> **Data records**:
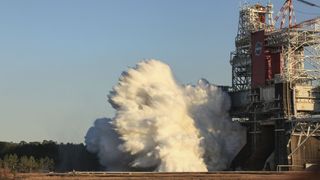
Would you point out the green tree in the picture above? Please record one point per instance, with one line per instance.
(46, 164)
(33, 165)
(23, 164)
(11, 161)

> **Your objective**: Since the listing holds pictures, return everything else in it exactly and omit those.

> **Response below**:
Would you point out the green tree in the picture above? Please record one point per instance, with one line per instance.
(46, 164)
(33, 165)
(23, 164)
(11, 161)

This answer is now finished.